Dari sebelum kita lahir kita sudah diupacarai kemudian setelah lahir, beranjak remaja hingga akhirnya menikah juga diupacarai. Mereka sangat berperan dalam kehidupan kita. Itulah mengapa dikatakan mulai dari Orang Tua hingga keatasnya wajib untuk kita selalu berbhakti baik ketika masih hidup ataupun sudah wafat.

Pahala Berbhakti Kepada Leluhur

Dalam Kitab Sarasamuccaya, disebutkan ada empat pahala bagi mereka yang berbhakti kepada leluhur, yaitu sebagai berikut :
  1. Kirti, “kirti ngaran paleman ring hayu” artinya selalu dipuji dan didoakan untuk mendapatkan kerahayuan.
  2. Ayusa, “ayusa ngaraning urip” artinya berumur panjang atau dapat dikatakan senantiasa akan selalu dalam keadaan sehat.
☆ ☆ ☆ ☆ ☆
Petunjuk Kerja:
Lanjutkan teks tentang berbhakti kepada leluhur di atas, mulai tepat setelah kalimat terakhirnya.

[Entri Tersimpan]
☆ ☆ ☆ ☆ ☆
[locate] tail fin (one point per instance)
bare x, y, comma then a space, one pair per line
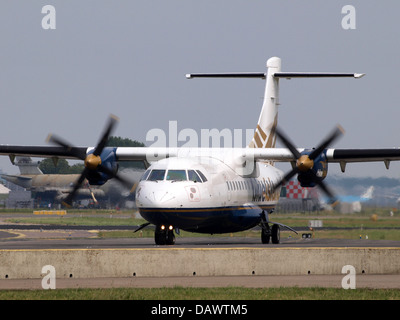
264, 136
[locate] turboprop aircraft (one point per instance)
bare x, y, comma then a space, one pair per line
215, 190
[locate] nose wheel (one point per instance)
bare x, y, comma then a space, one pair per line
268, 233
164, 235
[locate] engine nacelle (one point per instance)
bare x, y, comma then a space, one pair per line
318, 171
108, 160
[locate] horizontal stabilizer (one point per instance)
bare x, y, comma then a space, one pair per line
259, 75
289, 75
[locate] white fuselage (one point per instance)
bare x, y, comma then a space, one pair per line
206, 194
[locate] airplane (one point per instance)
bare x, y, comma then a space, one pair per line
215, 190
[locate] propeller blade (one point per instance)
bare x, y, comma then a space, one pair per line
288, 143
286, 178
51, 138
333, 136
102, 143
128, 184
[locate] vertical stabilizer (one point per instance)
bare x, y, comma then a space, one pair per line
264, 136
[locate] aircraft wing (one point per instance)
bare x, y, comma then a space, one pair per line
43, 151
342, 156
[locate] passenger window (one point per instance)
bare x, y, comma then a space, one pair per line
145, 175
203, 177
176, 175
156, 175
193, 176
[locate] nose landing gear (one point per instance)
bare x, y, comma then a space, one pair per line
164, 235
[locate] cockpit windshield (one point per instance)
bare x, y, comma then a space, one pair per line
176, 175
156, 175
193, 176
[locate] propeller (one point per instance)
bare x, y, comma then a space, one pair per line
305, 162
92, 161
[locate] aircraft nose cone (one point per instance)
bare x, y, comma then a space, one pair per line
155, 198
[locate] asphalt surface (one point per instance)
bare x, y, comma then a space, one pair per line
82, 239
39, 238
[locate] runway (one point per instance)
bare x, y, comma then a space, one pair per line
81, 259
86, 239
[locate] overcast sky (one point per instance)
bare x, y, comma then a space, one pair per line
130, 58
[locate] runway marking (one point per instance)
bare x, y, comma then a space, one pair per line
204, 249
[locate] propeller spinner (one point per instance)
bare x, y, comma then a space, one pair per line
307, 163
93, 161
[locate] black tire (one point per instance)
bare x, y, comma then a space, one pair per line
276, 234
160, 236
170, 240
265, 236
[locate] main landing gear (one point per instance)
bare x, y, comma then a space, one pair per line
164, 235
268, 233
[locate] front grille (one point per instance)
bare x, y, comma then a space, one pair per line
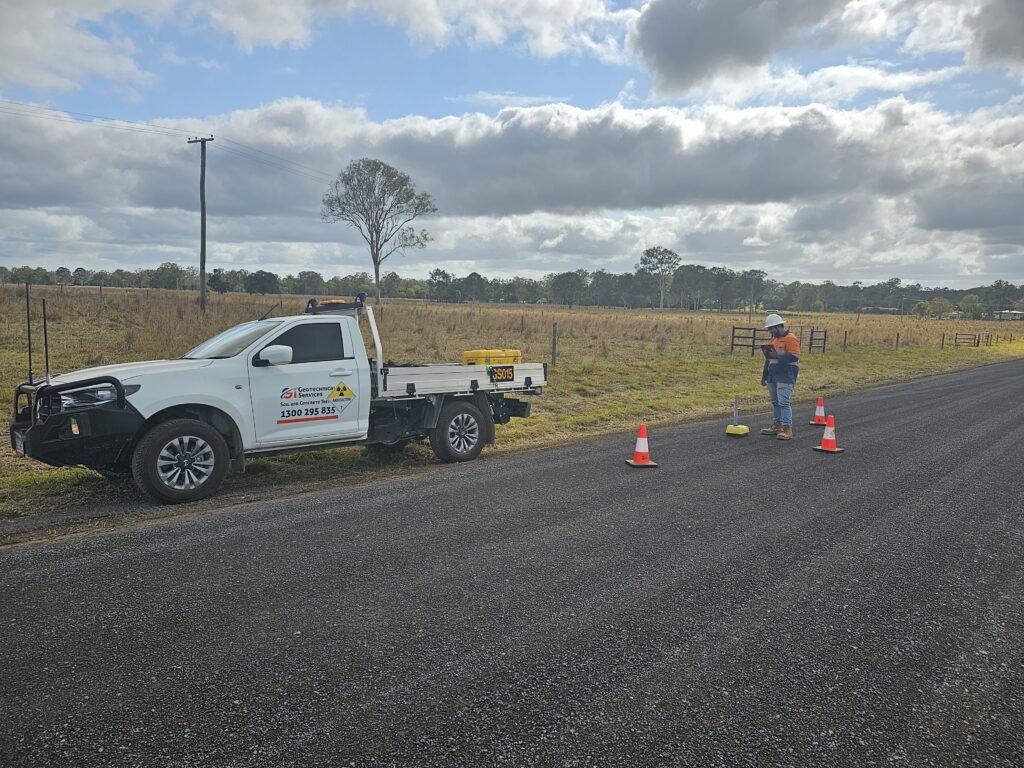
46, 407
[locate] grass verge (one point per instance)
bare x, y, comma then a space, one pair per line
595, 396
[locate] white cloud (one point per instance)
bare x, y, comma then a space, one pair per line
46, 45
685, 43
807, 193
501, 99
832, 85
60, 43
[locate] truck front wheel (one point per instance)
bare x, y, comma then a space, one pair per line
181, 460
459, 435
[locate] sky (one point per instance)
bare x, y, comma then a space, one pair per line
815, 139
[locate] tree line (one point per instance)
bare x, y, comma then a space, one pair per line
650, 285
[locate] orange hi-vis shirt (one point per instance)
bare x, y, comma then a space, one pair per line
778, 372
788, 343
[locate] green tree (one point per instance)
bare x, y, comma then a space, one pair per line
379, 202
940, 305
971, 306
474, 287
439, 285
262, 282
217, 282
662, 263
567, 288
308, 283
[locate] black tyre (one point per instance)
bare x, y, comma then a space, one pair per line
182, 460
459, 435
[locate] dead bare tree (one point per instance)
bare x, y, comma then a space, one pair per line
379, 202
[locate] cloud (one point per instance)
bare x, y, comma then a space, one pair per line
832, 85
684, 42
808, 193
59, 44
997, 30
501, 99
56, 45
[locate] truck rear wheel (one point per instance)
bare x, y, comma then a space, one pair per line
181, 460
459, 435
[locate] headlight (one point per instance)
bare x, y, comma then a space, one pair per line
93, 395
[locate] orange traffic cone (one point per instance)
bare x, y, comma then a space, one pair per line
819, 414
641, 457
828, 438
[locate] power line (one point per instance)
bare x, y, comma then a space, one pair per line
252, 154
315, 171
280, 166
45, 113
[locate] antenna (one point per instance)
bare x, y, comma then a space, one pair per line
269, 310
46, 344
28, 325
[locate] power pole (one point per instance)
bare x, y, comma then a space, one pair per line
202, 207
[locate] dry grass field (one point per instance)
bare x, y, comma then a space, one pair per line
615, 368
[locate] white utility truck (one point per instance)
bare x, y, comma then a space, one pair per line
269, 386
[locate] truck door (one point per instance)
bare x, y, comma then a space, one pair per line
316, 396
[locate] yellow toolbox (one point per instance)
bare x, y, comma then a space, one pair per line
492, 356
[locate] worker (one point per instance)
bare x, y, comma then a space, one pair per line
779, 375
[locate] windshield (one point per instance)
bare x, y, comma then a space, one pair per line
232, 341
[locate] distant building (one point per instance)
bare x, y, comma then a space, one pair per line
1009, 314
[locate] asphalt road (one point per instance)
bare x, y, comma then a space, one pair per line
750, 602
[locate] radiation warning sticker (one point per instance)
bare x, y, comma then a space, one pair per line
302, 404
342, 390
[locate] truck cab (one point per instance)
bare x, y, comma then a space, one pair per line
268, 386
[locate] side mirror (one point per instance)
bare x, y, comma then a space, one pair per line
275, 354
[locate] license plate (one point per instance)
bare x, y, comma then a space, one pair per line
502, 373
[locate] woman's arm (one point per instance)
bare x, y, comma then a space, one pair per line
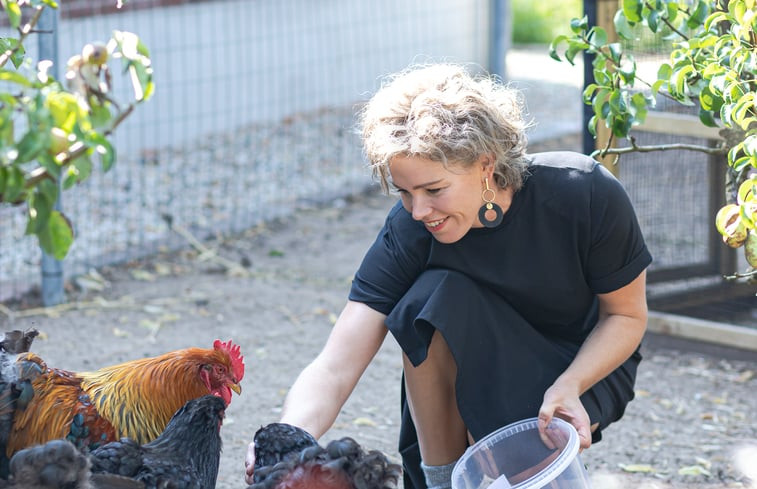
621, 326
322, 388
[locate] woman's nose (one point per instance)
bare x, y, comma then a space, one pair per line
420, 208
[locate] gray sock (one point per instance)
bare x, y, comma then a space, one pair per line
438, 476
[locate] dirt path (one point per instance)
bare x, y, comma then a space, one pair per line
691, 410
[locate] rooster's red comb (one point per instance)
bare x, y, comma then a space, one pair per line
237, 360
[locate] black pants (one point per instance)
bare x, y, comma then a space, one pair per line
504, 365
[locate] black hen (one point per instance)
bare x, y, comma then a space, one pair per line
276, 441
55, 465
184, 456
15, 385
342, 464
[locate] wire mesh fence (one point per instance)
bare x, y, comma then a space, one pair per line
253, 113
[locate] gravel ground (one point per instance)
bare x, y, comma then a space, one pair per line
688, 427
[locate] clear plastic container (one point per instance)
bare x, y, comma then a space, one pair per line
516, 457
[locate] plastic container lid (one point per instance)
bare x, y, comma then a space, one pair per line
511, 450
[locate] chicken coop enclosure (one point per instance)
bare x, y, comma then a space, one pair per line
253, 117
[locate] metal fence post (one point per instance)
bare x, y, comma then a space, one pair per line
588, 143
52, 269
500, 38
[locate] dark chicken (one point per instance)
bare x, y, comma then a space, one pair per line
54, 465
185, 456
135, 399
342, 464
276, 441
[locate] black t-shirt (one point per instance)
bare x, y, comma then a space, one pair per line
570, 233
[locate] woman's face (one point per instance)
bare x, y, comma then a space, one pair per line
445, 200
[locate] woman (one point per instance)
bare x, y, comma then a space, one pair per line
514, 283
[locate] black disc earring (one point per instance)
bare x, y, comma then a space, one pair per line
489, 205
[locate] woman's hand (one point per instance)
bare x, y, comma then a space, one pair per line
562, 401
249, 462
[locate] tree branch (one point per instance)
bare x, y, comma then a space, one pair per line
635, 148
23, 32
667, 23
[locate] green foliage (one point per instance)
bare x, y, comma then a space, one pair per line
712, 66
53, 133
539, 22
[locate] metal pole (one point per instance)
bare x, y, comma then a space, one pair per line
501, 32
52, 269
587, 140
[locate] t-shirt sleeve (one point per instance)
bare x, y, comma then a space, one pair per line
618, 252
392, 263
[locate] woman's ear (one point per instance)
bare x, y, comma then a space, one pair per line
487, 164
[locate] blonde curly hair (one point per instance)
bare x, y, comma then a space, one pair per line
442, 113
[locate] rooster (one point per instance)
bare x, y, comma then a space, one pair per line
185, 456
342, 464
135, 399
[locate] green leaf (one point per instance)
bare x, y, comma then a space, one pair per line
81, 166
632, 10
714, 19
616, 52
12, 45
592, 126
574, 47
12, 183
14, 77
588, 92
707, 117
64, 109
579, 25
656, 87
680, 80
57, 236
664, 72
13, 11
99, 115
699, 15
654, 21
622, 27
553, 47
598, 36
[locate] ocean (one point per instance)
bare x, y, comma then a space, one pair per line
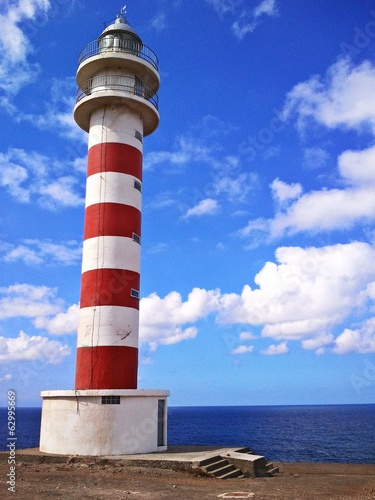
329, 433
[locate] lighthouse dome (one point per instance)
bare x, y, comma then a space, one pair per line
121, 35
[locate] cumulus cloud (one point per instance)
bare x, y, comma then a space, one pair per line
32, 348
360, 340
28, 301
29, 176
326, 209
165, 320
204, 207
60, 324
273, 349
246, 19
37, 252
282, 192
243, 349
15, 69
304, 296
343, 98
307, 292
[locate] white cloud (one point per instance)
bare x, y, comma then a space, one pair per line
318, 342
235, 188
315, 157
243, 349
276, 349
326, 209
15, 70
282, 191
37, 252
161, 319
344, 98
159, 22
30, 175
361, 340
247, 336
26, 348
23, 300
204, 207
62, 323
246, 19
306, 293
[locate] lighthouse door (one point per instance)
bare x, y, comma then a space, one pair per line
161, 415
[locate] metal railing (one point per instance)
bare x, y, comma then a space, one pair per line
115, 44
126, 84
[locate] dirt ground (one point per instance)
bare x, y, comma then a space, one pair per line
37, 478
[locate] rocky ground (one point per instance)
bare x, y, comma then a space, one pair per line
41, 478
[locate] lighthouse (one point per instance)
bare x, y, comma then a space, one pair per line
117, 105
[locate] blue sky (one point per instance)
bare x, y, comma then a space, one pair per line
258, 237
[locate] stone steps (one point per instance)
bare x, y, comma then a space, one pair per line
219, 467
230, 465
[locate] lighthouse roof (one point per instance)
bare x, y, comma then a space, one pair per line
120, 24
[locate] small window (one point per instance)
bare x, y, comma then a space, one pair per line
136, 238
138, 136
110, 400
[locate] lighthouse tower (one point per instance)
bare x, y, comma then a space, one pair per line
117, 105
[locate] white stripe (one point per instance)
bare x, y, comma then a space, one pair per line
115, 125
113, 187
108, 326
111, 252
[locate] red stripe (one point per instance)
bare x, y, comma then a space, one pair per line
111, 219
106, 367
109, 287
114, 157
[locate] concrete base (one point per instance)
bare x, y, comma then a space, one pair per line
104, 422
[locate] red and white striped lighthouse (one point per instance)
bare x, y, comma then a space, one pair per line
117, 105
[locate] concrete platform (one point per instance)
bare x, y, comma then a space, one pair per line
176, 457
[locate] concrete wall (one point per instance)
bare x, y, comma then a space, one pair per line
77, 423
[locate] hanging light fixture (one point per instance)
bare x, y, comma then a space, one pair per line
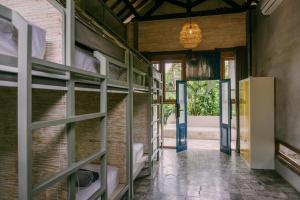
190, 35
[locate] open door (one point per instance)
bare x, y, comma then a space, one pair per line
181, 116
225, 118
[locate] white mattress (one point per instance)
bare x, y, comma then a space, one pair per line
9, 40
138, 152
84, 60
84, 193
9, 46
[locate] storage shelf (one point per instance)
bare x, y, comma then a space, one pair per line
64, 173
78, 118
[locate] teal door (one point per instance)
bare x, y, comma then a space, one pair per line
225, 116
181, 116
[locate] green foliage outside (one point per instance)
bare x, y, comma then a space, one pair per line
173, 73
203, 99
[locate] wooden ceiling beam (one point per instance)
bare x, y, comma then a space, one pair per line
131, 8
178, 3
194, 14
141, 4
197, 2
122, 11
113, 7
232, 3
157, 4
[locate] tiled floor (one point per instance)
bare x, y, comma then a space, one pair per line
209, 174
198, 144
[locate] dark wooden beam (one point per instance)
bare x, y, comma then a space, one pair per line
178, 3
126, 16
157, 4
194, 14
197, 2
189, 7
122, 11
131, 8
115, 5
232, 3
141, 4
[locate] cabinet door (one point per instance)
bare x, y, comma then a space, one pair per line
245, 119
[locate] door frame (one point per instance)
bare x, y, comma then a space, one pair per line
228, 126
179, 147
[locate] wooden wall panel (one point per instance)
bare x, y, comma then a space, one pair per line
219, 31
116, 134
49, 145
88, 135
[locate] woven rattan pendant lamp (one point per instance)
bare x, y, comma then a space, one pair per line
190, 35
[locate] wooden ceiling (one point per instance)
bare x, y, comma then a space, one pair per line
145, 10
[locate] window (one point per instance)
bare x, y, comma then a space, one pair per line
172, 72
156, 65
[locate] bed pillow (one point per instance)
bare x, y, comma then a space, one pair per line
85, 178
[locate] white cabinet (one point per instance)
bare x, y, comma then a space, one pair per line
257, 142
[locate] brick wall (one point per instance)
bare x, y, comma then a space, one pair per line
140, 120
49, 145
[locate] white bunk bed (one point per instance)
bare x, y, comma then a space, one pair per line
84, 193
9, 46
88, 72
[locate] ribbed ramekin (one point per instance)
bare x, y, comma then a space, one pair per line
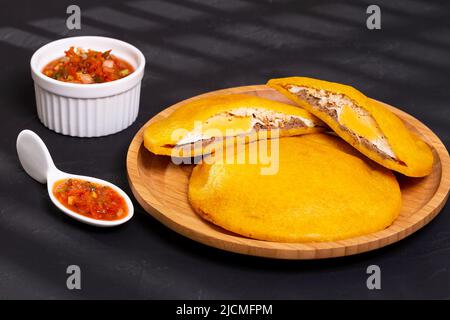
87, 110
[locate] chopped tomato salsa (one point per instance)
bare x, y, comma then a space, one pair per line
87, 66
90, 199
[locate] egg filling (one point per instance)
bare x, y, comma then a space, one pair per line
350, 117
243, 121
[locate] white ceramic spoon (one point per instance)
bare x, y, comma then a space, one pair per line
37, 162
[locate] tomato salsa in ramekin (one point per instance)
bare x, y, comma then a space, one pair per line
96, 93
87, 67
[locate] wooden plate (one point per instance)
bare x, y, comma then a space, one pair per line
161, 188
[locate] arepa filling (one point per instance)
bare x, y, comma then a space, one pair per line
351, 118
244, 121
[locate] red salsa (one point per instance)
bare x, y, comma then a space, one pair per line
90, 199
87, 66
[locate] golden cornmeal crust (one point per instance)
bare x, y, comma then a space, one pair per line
413, 157
324, 190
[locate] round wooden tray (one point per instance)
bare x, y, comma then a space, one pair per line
161, 188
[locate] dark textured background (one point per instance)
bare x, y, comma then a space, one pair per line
191, 47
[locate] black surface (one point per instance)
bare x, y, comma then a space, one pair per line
193, 47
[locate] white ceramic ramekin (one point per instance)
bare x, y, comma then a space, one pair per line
87, 110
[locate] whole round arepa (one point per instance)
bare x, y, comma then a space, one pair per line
318, 188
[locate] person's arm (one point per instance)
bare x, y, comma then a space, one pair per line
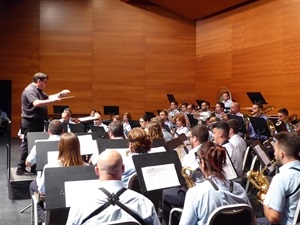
51, 98
272, 215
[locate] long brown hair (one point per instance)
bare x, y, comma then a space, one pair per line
69, 150
214, 157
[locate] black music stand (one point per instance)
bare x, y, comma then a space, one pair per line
55, 178
260, 126
33, 136
150, 115
134, 123
157, 161
58, 109
111, 144
241, 122
263, 157
99, 131
171, 98
111, 110
42, 149
199, 102
76, 128
192, 120
256, 97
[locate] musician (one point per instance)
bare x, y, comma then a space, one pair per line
219, 111
34, 112
126, 124
257, 111
235, 109
190, 109
173, 112
164, 115
175, 196
98, 121
221, 137
215, 191
181, 125
227, 101
281, 200
109, 169
235, 139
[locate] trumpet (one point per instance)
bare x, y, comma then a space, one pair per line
259, 181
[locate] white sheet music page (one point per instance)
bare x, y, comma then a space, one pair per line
78, 189
87, 144
160, 176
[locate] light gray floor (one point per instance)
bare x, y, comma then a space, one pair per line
10, 209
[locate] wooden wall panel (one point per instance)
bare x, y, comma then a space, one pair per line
264, 52
19, 44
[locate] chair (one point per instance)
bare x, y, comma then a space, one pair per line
238, 214
296, 220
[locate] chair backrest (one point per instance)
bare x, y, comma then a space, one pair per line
297, 214
236, 214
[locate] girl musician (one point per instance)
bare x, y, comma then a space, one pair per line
215, 191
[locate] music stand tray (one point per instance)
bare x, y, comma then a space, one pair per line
260, 126
256, 97
171, 98
165, 165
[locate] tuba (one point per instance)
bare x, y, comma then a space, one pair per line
259, 181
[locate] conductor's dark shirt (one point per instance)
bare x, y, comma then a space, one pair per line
29, 95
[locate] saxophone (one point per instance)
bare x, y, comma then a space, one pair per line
188, 180
259, 181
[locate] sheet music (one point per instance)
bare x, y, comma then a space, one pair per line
160, 176
87, 118
75, 189
52, 156
87, 144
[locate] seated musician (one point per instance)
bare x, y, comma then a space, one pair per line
68, 155
280, 201
139, 143
174, 197
257, 111
109, 168
215, 191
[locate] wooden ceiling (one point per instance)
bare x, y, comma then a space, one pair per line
195, 9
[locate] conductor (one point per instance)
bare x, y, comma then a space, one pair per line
34, 111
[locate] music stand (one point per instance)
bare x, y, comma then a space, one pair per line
241, 122
264, 158
100, 132
165, 165
58, 109
199, 102
260, 126
76, 128
256, 97
111, 110
42, 149
134, 123
171, 98
150, 115
192, 120
111, 144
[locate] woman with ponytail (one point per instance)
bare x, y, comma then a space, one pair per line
215, 191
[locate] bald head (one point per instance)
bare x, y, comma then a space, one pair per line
109, 165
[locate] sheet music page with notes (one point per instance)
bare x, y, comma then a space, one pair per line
160, 176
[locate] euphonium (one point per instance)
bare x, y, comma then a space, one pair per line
188, 180
259, 181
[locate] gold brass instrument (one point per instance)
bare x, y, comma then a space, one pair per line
188, 180
259, 181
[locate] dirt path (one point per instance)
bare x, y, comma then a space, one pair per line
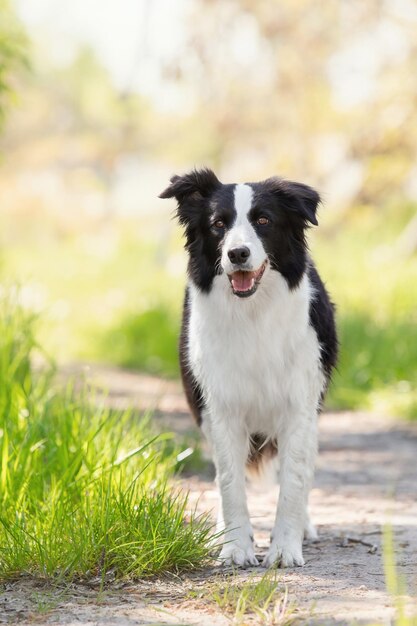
366, 478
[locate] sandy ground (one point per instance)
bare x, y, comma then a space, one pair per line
366, 478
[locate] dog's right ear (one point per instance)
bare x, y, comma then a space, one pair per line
190, 189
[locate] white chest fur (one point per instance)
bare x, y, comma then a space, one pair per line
256, 360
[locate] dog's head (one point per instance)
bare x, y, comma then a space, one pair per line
243, 230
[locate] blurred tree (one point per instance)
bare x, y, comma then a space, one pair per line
13, 54
308, 89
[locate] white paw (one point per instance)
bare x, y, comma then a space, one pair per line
284, 555
310, 532
238, 553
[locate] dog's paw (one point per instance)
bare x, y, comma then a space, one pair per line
310, 532
280, 555
238, 553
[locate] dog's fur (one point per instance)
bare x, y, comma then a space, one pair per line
257, 348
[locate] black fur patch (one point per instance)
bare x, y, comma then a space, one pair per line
322, 319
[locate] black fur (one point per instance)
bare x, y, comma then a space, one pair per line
290, 208
192, 390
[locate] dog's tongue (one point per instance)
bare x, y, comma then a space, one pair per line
242, 281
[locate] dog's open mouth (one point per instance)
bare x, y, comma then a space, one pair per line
245, 283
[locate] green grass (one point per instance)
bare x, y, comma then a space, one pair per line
146, 341
260, 598
84, 490
114, 294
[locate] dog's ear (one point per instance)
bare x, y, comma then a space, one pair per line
296, 198
190, 190
194, 185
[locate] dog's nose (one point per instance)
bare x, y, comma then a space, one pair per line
239, 255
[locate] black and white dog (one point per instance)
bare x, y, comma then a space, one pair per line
258, 345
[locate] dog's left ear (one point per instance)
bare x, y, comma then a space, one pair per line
194, 185
296, 198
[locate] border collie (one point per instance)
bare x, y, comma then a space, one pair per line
257, 348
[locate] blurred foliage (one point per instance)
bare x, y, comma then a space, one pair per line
13, 54
324, 93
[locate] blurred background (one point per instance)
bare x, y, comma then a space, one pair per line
101, 101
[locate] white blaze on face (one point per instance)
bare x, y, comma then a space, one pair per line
242, 233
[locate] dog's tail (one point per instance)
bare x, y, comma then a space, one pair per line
262, 463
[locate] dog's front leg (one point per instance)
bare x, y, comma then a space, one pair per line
297, 446
230, 449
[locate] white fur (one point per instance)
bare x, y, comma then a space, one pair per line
257, 361
242, 233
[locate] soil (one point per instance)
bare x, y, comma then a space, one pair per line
☆ ☆ ☆ ☆ ☆
Hasil:
  3. Bhala, “bhala ngaraning kesakten’ artinya sakti atau kesaktian. Sakti disini ialah dalam arti kita akan menjadi pribadi yang kuat mental / tangguh dalam menjalani hidup.
  4. Yasa,  Jasa akan selalu meninggalkan yang baik.  Bagi mereka yang berbhakti kepada leluhur maka akan meninggalkan jasa-jasa baik kepada keturunannya maupun masyarakat luas.
Dari keempat pahala diatas yang telah disebutkan dapat disimpulkan berbhakti kepada Leluhur adalah suatu hal yang baik. Melaksanakan atau menjalani hal yang baik maka kita pun akan mendapatkan hal yang baik. Karena hidup kita didasari oleh Karma.

Tuhan Tetap Menjadi Bhakti Yang Utama

Berbhakti kepada leluhur dalam rangka berbhakti kepada Tuhan sangat dianjurkan dalam kehidupan beragama Hindu. Dalam Mantra Rgveda X.15 1 s.d. 12 dijelaskan tentang pemujaan leluhur untuk memperkuat pemujaan kepada Tuhan. Dalam Bhagawad Gita diajarkan kalau hanya berbhakti pada bhuta akan sampai pada bhuta. Jika hanya kepada leluhur akan sampai pada leluhur, kalau berbhakti kepada Dewa akan sampai pada Dewa. Karena itu, berbhakti kepada bhuta, pitra dan dewa dalam rangka berbhakti kepada Tuhan.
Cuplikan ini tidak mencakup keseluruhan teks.